*WORK TO BE COMPLETED*
Reproduce the news release below about the Cherokee Tri-Council meeting in full, word for word.

*EXTRACT TO READ*
=== Begin Enclosure ===

News Release

Cherokee Nation

The Cherokee Nation, United Keetoowah Band of Cherokee Indians and Eastern Band of Cherokee Indians gathered in Tahlequah this week for the annual Tri-Council meeting.

The three federally recognized Cherokee tribes passed resolutions Friday to celebrate the 200-year anniversary of the Cherokee Syllabary, oppose non-Indian groups posing as Cherokee tribes, and address the crisis of Murdered and Missing Indigenous Women.

“It’s such a unique experience and opportunity when our three tribes come together. Among the 573 federally recognized tribes, collectively Cherokees are the largest, and we’re still here and still thriving,” Cherokee Nation Speaker of the Tribal Council Joe Byrd said. “We all share stories and hardships and where we are as a people today, and all strongly support advocacy for Murdered and Missing Indigenous Women and celebrate the 200-year anniversary of our written Cherokee language.”

=== End Enclosure ===

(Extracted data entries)
=== Begin Enclosure ===

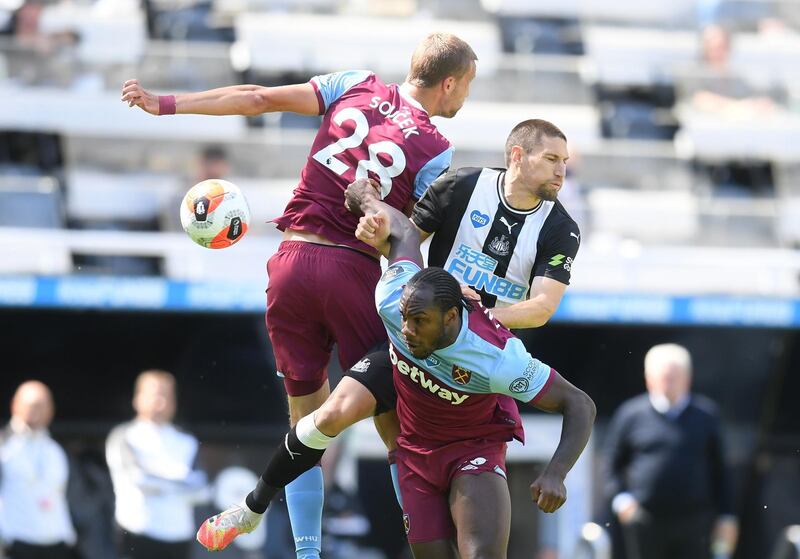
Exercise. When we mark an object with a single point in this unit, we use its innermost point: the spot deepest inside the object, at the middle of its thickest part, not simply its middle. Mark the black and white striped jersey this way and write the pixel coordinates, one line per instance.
(487, 244)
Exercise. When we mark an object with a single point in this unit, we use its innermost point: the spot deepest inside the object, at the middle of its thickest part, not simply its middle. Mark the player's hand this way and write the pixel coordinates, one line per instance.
(358, 191)
(549, 492)
(469, 293)
(628, 512)
(373, 229)
(135, 94)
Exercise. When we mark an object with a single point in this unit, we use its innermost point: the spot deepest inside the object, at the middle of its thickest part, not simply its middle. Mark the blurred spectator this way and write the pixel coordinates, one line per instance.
(185, 20)
(155, 483)
(91, 501)
(713, 86)
(36, 57)
(34, 517)
(666, 477)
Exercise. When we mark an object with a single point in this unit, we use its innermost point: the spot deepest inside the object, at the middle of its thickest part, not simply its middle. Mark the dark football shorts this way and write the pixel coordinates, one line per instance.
(425, 480)
(318, 295)
(375, 372)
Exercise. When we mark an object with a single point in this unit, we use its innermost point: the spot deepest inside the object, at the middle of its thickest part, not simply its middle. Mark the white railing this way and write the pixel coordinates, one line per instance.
(612, 267)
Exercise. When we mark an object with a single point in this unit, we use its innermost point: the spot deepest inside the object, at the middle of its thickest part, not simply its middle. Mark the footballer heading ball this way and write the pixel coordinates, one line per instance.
(214, 213)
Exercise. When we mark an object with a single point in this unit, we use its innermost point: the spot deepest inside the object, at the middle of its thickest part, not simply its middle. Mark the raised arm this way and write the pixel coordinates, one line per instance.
(245, 100)
(546, 294)
(578, 411)
(362, 197)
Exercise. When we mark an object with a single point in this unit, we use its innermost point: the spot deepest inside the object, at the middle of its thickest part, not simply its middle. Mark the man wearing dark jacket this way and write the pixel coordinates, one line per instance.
(666, 476)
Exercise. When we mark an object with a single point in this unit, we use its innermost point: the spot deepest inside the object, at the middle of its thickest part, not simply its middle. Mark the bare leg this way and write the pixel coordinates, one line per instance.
(439, 549)
(481, 509)
(301, 406)
(388, 427)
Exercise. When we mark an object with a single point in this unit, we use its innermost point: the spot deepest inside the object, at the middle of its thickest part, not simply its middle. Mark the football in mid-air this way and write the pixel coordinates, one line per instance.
(214, 213)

=== End Enclosure ===

*RESPONSE AREA*
News Release

Cherokee Nation

The Cherokee Nation, United Keetoowah Band of Cherokee Indians and Eastern Band of Cherokee Indians gathered in Tahlequah this week for the annual Tri-Council meeting.

The three federally recognized Cherokee tribes passed resolutions Friday to celebrate the 200-year anniversary of the Cherokee Syllabary, oppose non-Indian groups posing as Cherokee tribes, and address the crisis of Murdered and Missing Indigenous Women.

“It’s such a unique experience and opportunity when our three tribes come together. Among the 573 federally recognized tribes, collectively Cherokees are the largest, and we’re still here and still thriving,” Cherokee Nation Speaker of the Tribal Council Joe Byrd said. “We all share stories and hardships and where we are as a people today, and all strongly support advocacy for Murdered and Missing Indigenous Women and celebrate the 200-year anniversary of our written Cherokee language.”